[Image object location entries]
---*---

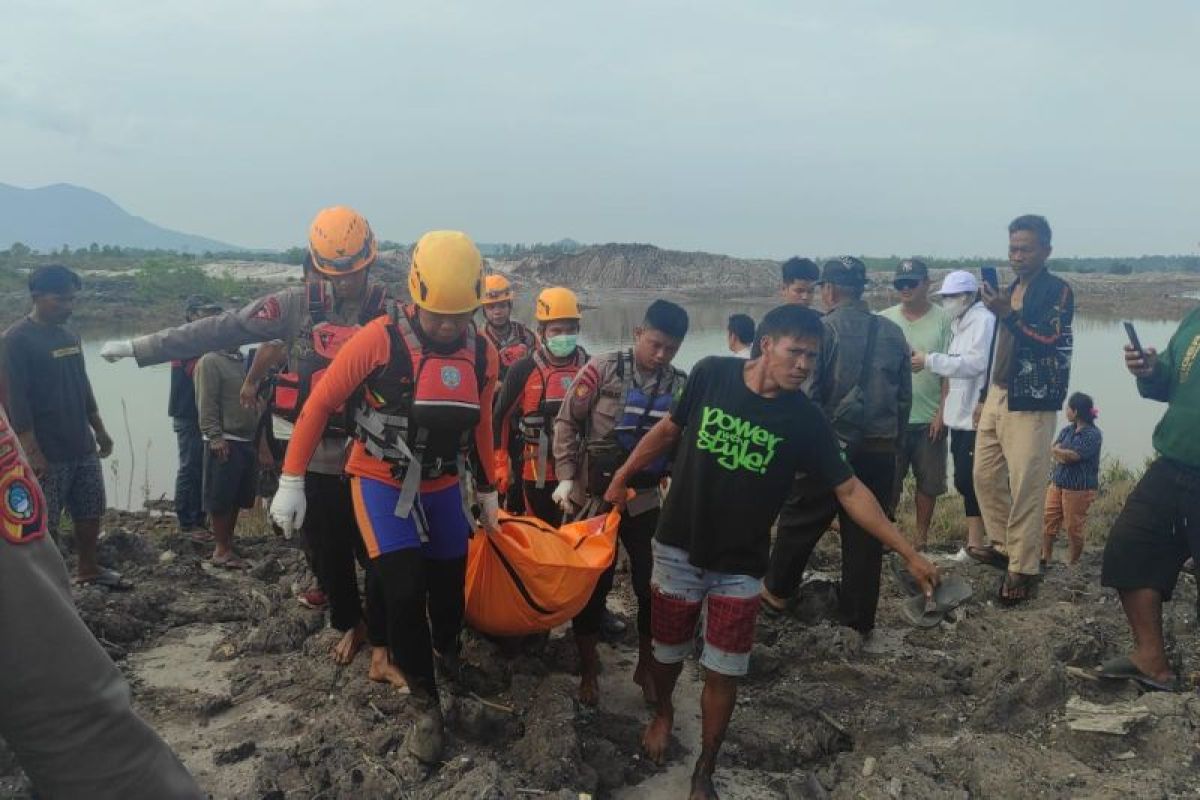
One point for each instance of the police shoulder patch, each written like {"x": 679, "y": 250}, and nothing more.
{"x": 22, "y": 507}
{"x": 450, "y": 377}
{"x": 268, "y": 310}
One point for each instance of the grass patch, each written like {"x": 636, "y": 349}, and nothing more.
{"x": 949, "y": 529}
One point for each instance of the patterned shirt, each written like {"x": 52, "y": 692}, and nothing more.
{"x": 1084, "y": 474}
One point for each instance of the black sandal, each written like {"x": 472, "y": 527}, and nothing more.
{"x": 1021, "y": 583}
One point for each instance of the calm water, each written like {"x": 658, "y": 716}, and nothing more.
{"x": 133, "y": 402}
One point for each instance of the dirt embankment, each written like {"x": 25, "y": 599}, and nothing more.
{"x": 645, "y": 266}
{"x": 237, "y": 677}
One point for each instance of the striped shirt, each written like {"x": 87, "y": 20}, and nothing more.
{"x": 1084, "y": 474}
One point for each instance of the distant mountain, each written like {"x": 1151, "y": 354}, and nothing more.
{"x": 48, "y": 217}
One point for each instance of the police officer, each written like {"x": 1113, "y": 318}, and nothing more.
{"x": 513, "y": 342}
{"x": 532, "y": 396}
{"x": 64, "y": 707}
{"x": 615, "y": 400}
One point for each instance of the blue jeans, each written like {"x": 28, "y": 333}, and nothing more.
{"x": 190, "y": 477}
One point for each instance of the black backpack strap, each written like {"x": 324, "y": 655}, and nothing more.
{"x": 373, "y": 305}
{"x": 317, "y": 312}
{"x": 871, "y": 335}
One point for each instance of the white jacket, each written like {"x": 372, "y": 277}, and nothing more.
{"x": 965, "y": 365}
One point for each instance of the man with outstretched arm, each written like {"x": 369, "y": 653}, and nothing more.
{"x": 312, "y": 322}
{"x": 742, "y": 431}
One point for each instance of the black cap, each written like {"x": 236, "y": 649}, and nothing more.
{"x": 912, "y": 268}
{"x": 199, "y": 302}
{"x": 844, "y": 271}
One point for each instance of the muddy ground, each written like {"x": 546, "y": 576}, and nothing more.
{"x": 235, "y": 675}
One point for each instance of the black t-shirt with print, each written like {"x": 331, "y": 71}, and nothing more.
{"x": 737, "y": 458}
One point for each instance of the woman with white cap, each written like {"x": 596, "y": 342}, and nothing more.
{"x": 966, "y": 365}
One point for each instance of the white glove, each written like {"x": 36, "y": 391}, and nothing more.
{"x": 288, "y": 505}
{"x": 490, "y": 509}
{"x": 117, "y": 349}
{"x": 562, "y": 495}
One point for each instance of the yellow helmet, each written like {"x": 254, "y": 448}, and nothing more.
{"x": 557, "y": 302}
{"x": 447, "y": 275}
{"x": 340, "y": 241}
{"x": 497, "y": 289}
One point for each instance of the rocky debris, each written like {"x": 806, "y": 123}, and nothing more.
{"x": 979, "y": 708}
{"x": 1116, "y": 719}
{"x": 235, "y": 753}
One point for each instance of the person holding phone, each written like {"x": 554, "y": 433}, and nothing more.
{"x": 1027, "y": 379}
{"x": 1159, "y": 524}
{"x": 1075, "y": 477}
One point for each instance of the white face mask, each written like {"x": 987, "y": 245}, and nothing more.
{"x": 957, "y": 306}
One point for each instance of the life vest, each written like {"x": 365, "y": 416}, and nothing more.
{"x": 538, "y": 416}
{"x": 418, "y": 413}
{"x": 316, "y": 347}
{"x": 639, "y": 410}
{"x": 514, "y": 347}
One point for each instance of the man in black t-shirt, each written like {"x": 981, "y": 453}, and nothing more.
{"x": 743, "y": 431}
{"x": 54, "y": 414}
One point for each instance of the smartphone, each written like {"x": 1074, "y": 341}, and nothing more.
{"x": 990, "y": 277}
{"x": 1133, "y": 336}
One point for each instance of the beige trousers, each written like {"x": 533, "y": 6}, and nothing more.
{"x": 1011, "y": 470}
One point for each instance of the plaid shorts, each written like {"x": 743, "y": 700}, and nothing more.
{"x": 76, "y": 487}
{"x": 682, "y": 595}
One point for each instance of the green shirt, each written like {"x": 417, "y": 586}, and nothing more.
{"x": 1176, "y": 382}
{"x": 930, "y": 334}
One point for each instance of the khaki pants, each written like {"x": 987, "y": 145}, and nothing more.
{"x": 1011, "y": 469}
{"x": 1067, "y": 506}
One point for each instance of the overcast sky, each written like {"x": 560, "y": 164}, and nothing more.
{"x": 754, "y": 128}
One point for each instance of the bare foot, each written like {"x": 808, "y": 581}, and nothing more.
{"x": 775, "y": 602}
{"x": 642, "y": 678}
{"x": 1158, "y": 669}
{"x": 702, "y": 786}
{"x": 383, "y": 671}
{"x": 348, "y": 645}
{"x": 658, "y": 737}
{"x": 589, "y": 690}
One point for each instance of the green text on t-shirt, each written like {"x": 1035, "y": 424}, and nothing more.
{"x": 737, "y": 443}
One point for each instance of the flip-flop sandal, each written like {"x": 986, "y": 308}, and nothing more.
{"x": 1122, "y": 668}
{"x": 772, "y": 609}
{"x": 989, "y": 557}
{"x": 929, "y": 612}
{"x": 107, "y": 578}
{"x": 907, "y": 583}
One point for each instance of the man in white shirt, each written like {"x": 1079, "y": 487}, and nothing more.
{"x": 739, "y": 335}
{"x": 965, "y": 364}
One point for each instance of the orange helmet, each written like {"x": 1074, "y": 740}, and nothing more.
{"x": 447, "y": 274}
{"x": 497, "y": 289}
{"x": 557, "y": 302}
{"x": 340, "y": 241}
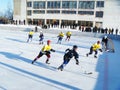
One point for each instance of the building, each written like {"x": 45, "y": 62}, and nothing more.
{"x": 87, "y": 13}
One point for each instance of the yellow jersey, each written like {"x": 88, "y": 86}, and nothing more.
{"x": 68, "y": 33}
{"x": 46, "y": 48}
{"x": 61, "y": 35}
{"x": 31, "y": 33}
{"x": 96, "y": 46}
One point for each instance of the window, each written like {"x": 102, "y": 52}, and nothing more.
{"x": 53, "y": 11}
{"x": 86, "y": 12}
{"x": 86, "y": 4}
{"x": 99, "y": 14}
{"x": 29, "y": 12}
{"x": 69, "y": 4}
{"x": 53, "y": 4}
{"x": 68, "y": 12}
{"x": 38, "y": 4}
{"x": 38, "y": 11}
{"x": 29, "y": 4}
{"x": 100, "y": 4}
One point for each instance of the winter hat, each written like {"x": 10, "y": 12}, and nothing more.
{"x": 48, "y": 41}
{"x": 75, "y": 46}
{"x": 98, "y": 42}
{"x": 105, "y": 37}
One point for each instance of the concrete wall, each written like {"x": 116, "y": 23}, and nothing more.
{"x": 57, "y": 31}
{"x": 112, "y": 14}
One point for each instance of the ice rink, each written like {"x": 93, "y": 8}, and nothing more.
{"x": 17, "y": 72}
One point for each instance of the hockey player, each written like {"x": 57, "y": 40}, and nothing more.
{"x": 104, "y": 42}
{"x": 95, "y": 47}
{"x": 41, "y": 36}
{"x": 69, "y": 53}
{"x": 68, "y": 35}
{"x": 45, "y": 51}
{"x": 60, "y": 37}
{"x": 30, "y": 35}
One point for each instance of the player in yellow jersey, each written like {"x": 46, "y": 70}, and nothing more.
{"x": 60, "y": 37}
{"x": 68, "y": 35}
{"x": 95, "y": 47}
{"x": 45, "y": 51}
{"x": 30, "y": 35}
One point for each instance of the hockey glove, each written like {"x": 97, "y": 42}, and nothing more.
{"x": 100, "y": 50}
{"x": 52, "y": 50}
{"x": 77, "y": 62}
{"x": 47, "y": 52}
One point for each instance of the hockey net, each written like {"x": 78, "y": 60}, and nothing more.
{"x": 110, "y": 46}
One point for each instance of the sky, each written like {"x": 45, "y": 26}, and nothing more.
{"x": 4, "y": 4}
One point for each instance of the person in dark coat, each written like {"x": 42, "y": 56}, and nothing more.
{"x": 69, "y": 53}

---*---

Exercise task: Reproduce the data word for word, from the line containing "One point for each instance of the person in" through the final line of the data, including both.

Final result:
One point for each instance of the person in dark coat, each written like {"x": 42, "y": 56}, and nothing more.
{"x": 69, "y": 53}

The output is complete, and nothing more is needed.